> The problem
Please keep the images out and set down the data exactly as given.

> Saved entries
━━━━
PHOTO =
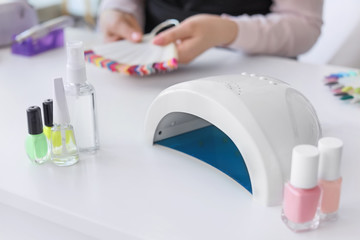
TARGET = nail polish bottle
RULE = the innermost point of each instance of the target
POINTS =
(64, 151)
(48, 117)
(301, 194)
(80, 95)
(36, 144)
(329, 177)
━━━━
> Your response
PHOTO =
TARGET = nail polish bottle
RULE = the innermost point of each instance of the target
POINTS =
(64, 151)
(48, 117)
(301, 194)
(80, 95)
(36, 144)
(329, 177)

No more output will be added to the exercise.